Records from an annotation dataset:
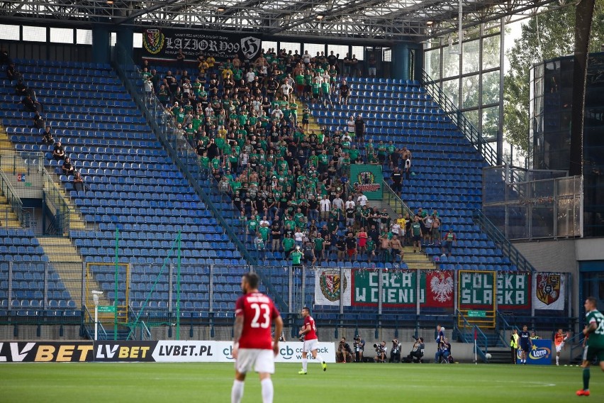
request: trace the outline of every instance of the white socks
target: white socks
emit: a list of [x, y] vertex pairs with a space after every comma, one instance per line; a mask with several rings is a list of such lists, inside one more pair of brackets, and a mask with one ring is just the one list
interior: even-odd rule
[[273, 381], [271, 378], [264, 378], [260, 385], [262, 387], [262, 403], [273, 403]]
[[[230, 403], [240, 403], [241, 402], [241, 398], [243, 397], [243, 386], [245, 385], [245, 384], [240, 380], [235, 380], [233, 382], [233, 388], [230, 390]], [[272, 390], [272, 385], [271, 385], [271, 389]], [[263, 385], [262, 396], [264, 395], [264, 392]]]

* * *

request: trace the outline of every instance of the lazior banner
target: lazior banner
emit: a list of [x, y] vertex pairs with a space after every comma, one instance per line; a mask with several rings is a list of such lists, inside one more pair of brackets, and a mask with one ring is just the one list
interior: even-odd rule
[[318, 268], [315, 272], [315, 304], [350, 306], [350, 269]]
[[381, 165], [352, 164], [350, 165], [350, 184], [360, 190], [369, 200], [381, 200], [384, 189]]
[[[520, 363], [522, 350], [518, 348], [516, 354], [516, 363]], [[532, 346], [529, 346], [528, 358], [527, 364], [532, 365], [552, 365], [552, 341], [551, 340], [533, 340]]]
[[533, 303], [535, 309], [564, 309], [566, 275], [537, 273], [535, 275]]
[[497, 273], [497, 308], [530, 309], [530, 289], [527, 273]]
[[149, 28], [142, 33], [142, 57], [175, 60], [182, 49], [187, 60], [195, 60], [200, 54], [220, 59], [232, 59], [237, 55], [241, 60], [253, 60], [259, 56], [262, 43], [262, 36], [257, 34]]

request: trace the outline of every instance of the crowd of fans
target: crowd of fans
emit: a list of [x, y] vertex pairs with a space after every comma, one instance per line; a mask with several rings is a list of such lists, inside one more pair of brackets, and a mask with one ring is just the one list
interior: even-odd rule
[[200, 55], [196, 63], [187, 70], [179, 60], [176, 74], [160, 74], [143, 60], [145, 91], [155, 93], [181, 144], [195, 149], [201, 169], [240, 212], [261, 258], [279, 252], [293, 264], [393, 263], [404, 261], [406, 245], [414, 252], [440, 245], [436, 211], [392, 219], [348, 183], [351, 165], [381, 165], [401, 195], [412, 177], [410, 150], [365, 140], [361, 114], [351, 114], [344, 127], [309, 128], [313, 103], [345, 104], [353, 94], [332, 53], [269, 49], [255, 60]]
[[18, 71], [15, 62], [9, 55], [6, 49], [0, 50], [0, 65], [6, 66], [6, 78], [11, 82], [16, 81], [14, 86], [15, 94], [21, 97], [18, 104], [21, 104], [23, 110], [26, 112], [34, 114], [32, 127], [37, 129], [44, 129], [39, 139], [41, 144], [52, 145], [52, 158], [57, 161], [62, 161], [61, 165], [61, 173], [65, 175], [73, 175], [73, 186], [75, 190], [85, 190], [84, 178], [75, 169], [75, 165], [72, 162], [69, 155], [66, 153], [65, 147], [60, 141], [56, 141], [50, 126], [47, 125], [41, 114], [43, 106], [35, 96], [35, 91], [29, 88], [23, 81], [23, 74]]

GIVEN TASK:
Rewrite the part of the records that opens with the line containing "request: trace the outline of every instance of the white" and closes with the line containing "395], [264, 392]]]", changing "white socks" to "gray socks" and leaving everything else as it is.

SOLUTION FOR THIS PROBLEM:
request: trace the outline of every instance of the gray socks
target: gray socks
emit: a list of [x, y] vertex pairs with a space after every comma, one instance per line; a mask with several rings is a list of such lists, inside one more pair of brackets, and a mask with one ring is just the one list
interior: even-odd rule
[[273, 381], [271, 378], [264, 378], [260, 385], [262, 387], [262, 403], [273, 403]]
[[[230, 403], [240, 403], [241, 402], [241, 398], [243, 397], [243, 386], [245, 385], [245, 384], [240, 380], [235, 380], [233, 382], [233, 388], [230, 390]], [[272, 390], [272, 385], [271, 385], [271, 389]], [[263, 385], [262, 396], [264, 395], [264, 392]]]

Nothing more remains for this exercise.